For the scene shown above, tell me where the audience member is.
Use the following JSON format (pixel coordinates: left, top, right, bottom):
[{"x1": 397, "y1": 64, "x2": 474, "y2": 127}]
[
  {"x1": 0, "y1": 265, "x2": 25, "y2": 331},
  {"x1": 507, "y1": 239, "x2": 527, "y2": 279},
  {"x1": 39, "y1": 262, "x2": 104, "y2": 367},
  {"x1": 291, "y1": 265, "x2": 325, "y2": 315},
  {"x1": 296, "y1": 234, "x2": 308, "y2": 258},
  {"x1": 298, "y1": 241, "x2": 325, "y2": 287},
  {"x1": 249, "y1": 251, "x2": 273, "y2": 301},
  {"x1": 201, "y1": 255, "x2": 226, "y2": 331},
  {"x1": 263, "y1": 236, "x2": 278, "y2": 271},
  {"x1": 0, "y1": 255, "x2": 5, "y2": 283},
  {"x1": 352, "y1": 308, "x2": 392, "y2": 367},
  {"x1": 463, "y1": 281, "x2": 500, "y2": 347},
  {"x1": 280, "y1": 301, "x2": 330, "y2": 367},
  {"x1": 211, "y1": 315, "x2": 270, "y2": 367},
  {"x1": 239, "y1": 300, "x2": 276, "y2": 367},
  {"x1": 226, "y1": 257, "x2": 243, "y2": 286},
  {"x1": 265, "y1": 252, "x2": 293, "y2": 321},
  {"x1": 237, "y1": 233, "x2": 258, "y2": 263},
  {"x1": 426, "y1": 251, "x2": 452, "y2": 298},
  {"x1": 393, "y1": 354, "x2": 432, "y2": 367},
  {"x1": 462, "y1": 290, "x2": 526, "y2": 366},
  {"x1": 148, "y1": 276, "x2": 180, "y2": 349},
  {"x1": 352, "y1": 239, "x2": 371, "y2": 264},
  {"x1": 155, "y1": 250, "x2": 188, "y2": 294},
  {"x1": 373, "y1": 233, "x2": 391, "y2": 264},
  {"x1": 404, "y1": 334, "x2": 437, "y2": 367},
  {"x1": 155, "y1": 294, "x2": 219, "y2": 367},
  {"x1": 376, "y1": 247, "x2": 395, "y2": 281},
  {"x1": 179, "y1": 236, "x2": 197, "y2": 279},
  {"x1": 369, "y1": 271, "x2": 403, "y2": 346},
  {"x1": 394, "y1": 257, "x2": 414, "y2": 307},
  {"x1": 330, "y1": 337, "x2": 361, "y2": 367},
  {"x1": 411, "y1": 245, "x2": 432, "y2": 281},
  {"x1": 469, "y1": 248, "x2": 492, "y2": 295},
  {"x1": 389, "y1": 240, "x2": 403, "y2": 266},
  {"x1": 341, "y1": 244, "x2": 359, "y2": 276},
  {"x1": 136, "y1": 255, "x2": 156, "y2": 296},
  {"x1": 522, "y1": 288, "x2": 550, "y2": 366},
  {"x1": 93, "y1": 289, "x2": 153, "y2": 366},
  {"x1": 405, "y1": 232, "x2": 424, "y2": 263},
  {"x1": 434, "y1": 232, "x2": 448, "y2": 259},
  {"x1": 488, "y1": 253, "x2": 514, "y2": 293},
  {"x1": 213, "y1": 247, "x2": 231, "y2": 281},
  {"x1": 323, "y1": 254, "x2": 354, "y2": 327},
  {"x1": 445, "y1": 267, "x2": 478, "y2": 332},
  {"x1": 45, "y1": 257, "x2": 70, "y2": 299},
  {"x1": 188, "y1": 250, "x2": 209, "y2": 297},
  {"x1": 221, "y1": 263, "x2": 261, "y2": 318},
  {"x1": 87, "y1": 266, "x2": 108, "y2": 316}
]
-=-=-
Your instructions:
Copy the lines from the start of the data verbatim, stopping after the line containing "Use the following".

Written solution:
For the scene shown above, tell me where the audience member is.
Use the following JSON format (pixel coordinates: left, top, right, bottom):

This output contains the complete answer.